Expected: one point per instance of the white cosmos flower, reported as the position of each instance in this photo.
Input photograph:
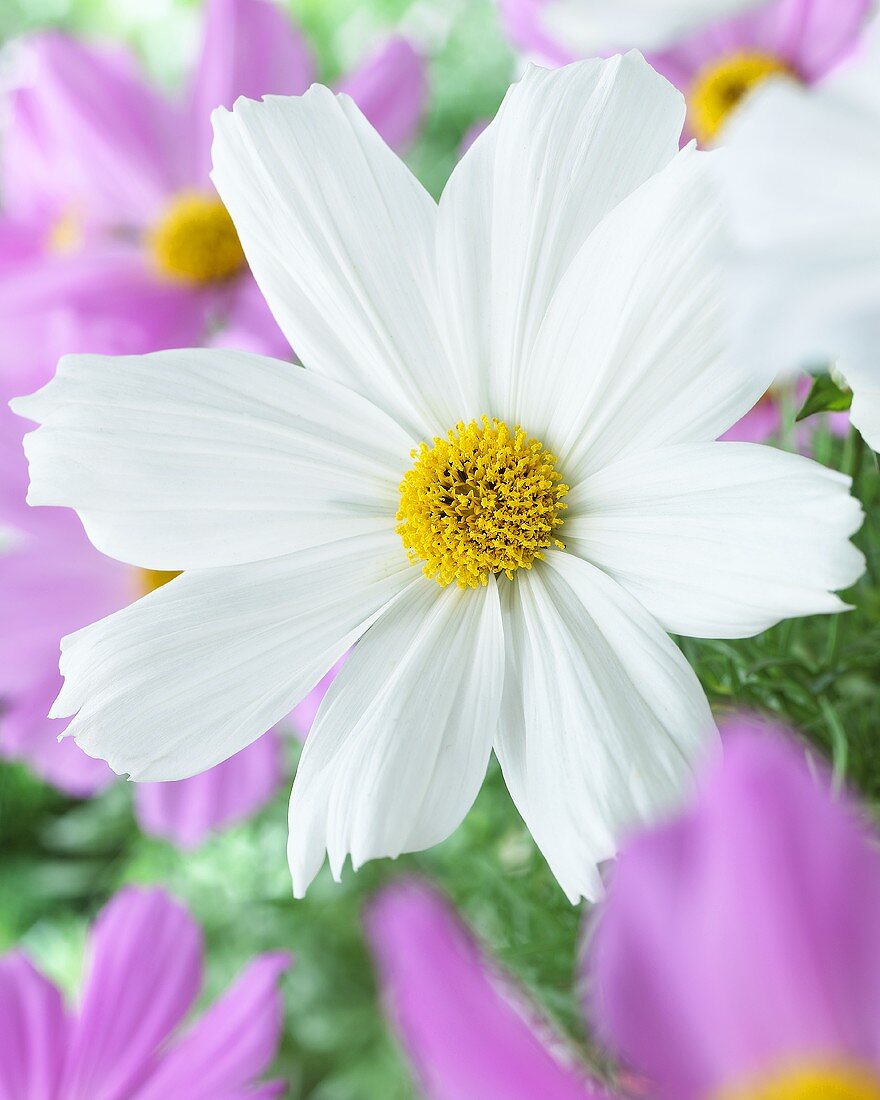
(569, 283)
(589, 26)
(803, 175)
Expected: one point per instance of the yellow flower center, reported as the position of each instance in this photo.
(149, 580)
(66, 235)
(484, 499)
(721, 87)
(196, 241)
(814, 1082)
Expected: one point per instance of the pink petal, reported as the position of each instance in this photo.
(810, 35)
(188, 811)
(461, 1024)
(744, 934)
(231, 1045)
(250, 47)
(758, 425)
(523, 24)
(33, 1032)
(304, 714)
(249, 325)
(33, 188)
(111, 138)
(102, 300)
(143, 975)
(391, 89)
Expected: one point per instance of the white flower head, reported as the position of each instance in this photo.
(589, 26)
(801, 173)
(536, 362)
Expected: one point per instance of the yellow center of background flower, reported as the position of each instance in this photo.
(485, 499)
(814, 1082)
(722, 86)
(196, 241)
(66, 234)
(149, 580)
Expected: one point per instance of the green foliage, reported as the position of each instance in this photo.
(825, 396)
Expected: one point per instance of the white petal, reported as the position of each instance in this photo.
(197, 670)
(633, 353)
(565, 147)
(194, 459)
(800, 175)
(341, 239)
(400, 744)
(719, 540)
(589, 26)
(602, 717)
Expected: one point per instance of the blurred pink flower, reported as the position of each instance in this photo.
(738, 950)
(718, 66)
(125, 1042)
(113, 239)
(466, 1029)
(92, 156)
(737, 953)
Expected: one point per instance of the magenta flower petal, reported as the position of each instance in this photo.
(101, 300)
(33, 189)
(391, 89)
(744, 934)
(810, 35)
(231, 1045)
(33, 1032)
(521, 21)
(249, 325)
(143, 975)
(111, 136)
(188, 811)
(304, 713)
(758, 425)
(459, 1022)
(250, 47)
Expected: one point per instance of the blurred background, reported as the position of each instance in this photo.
(62, 858)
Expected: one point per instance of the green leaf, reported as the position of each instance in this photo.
(825, 396)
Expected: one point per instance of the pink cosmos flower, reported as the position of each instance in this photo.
(718, 64)
(125, 1041)
(469, 1032)
(736, 957)
(738, 954)
(109, 211)
(92, 157)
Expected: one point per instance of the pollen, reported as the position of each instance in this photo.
(483, 501)
(196, 241)
(149, 580)
(722, 86)
(813, 1082)
(66, 235)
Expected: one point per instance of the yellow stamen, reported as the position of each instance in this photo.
(722, 86)
(196, 241)
(813, 1082)
(149, 580)
(66, 235)
(484, 499)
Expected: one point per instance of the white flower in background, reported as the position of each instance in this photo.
(587, 26)
(536, 362)
(802, 172)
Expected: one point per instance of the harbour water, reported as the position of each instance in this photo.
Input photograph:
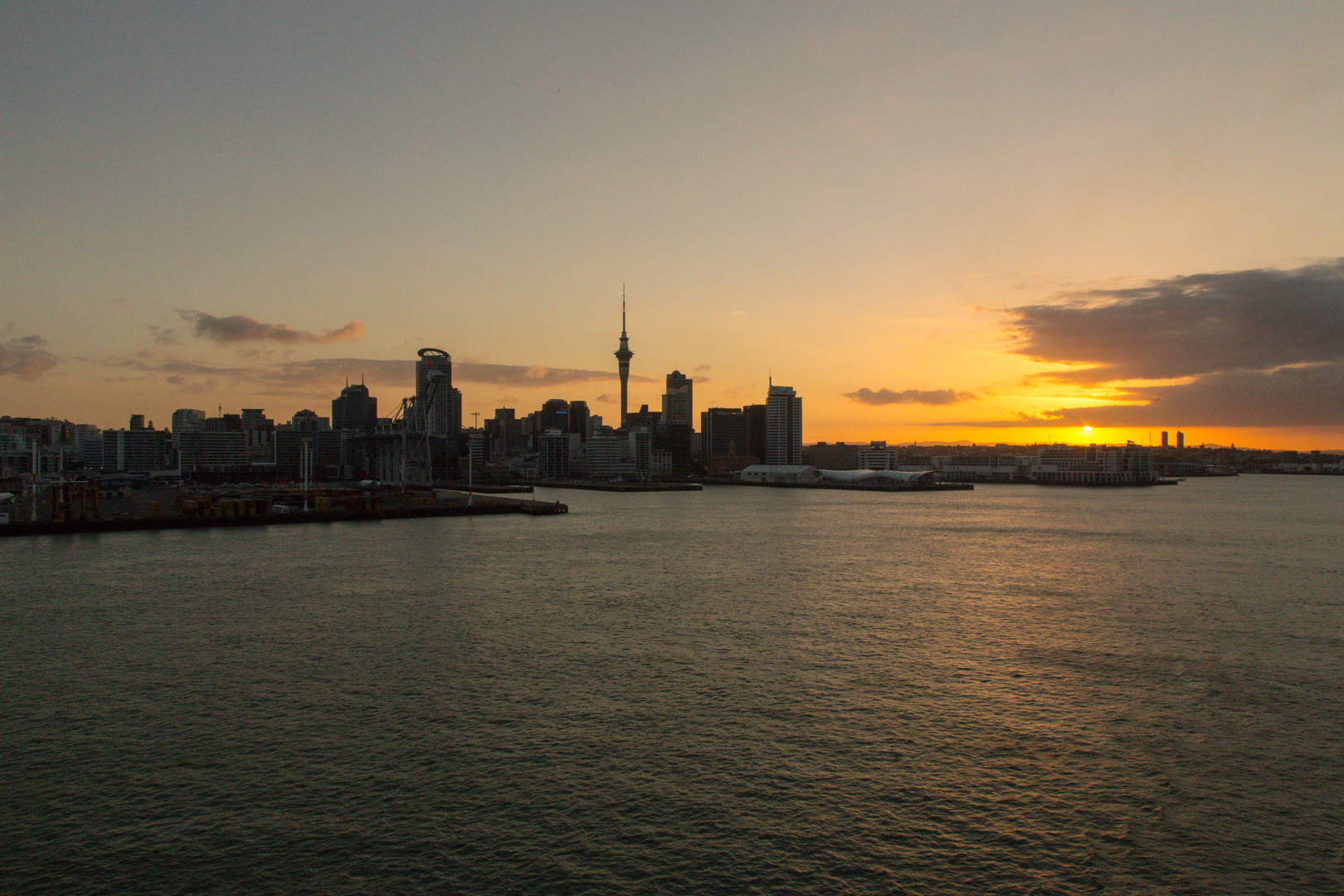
(1015, 689)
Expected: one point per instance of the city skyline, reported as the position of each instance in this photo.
(937, 225)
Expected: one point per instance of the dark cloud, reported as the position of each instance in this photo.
(1254, 320)
(26, 358)
(238, 328)
(1254, 348)
(908, 397)
(1298, 397)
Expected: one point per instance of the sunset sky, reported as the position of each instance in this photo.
(937, 222)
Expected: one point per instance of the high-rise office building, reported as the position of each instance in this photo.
(580, 419)
(678, 402)
(756, 431)
(440, 405)
(355, 409)
(622, 359)
(186, 419)
(723, 431)
(784, 426)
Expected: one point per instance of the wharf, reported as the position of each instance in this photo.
(480, 505)
(852, 486)
(620, 486)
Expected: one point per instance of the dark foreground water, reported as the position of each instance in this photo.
(1014, 689)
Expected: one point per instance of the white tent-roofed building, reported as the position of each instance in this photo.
(806, 475)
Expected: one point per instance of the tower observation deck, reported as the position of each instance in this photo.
(622, 358)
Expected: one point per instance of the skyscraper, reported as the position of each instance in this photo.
(435, 394)
(676, 401)
(186, 419)
(355, 409)
(622, 358)
(784, 426)
(723, 431)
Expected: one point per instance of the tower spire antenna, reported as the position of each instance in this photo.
(622, 358)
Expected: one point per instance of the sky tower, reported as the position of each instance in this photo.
(622, 356)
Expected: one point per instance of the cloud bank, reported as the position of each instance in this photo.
(236, 328)
(26, 358)
(1253, 348)
(908, 397)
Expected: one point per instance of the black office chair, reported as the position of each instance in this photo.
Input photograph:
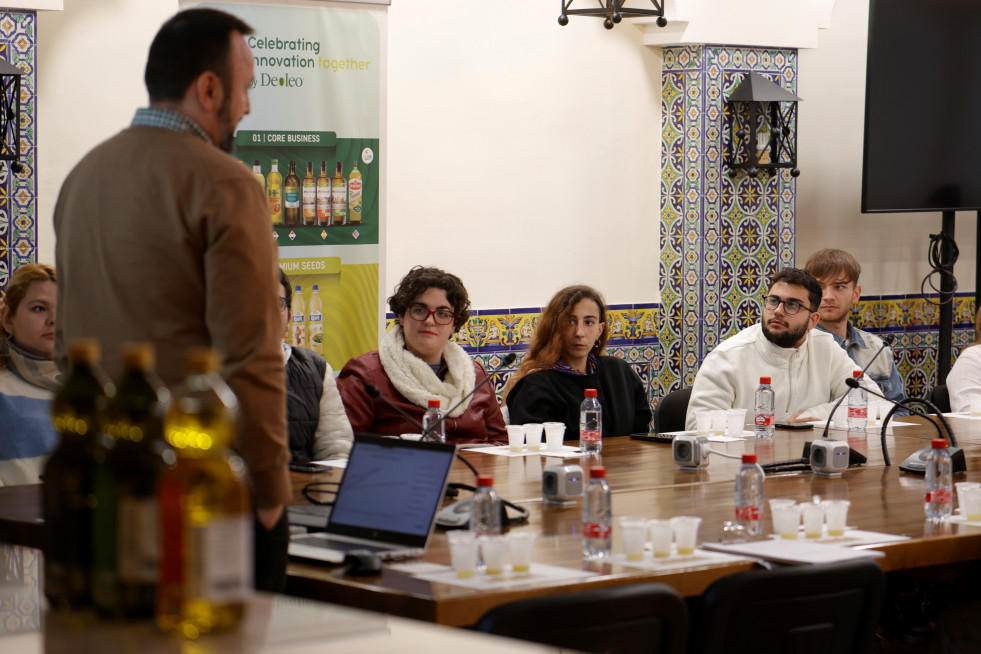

- - - -

EXERCISE DETAILS:
The lines from the one that contains "Expected: one point per instance of the tower observation" through the end of the data, repeated exactly and with no pictures, make up the whole answer.

COMPLETED EXERCISE:
Expected: one point per instance of the tower observation deck, reported as the position of each instance in this photo.
(622, 358)
Expected: one point per instance of the skyscraper, reported as the position of each instance in this photo.
(435, 394)
(676, 401)
(186, 419)
(355, 409)
(622, 358)
(784, 426)
(723, 431)
Expected: one point per instance of the tower spire antenna, reported as the position of each instance in this photo.
(622, 358)
Expected: one point per instance of the sky tower, reported as the position of each instance in this photo.
(622, 356)
Expected: one point per instance of the cloud bank, reported as the position of each instance in this photo.
(236, 328)
(26, 358)
(1253, 348)
(908, 397)
Expected: one point per instance of the black office chair, reported as the position of each instance in this photo.
Input photograph:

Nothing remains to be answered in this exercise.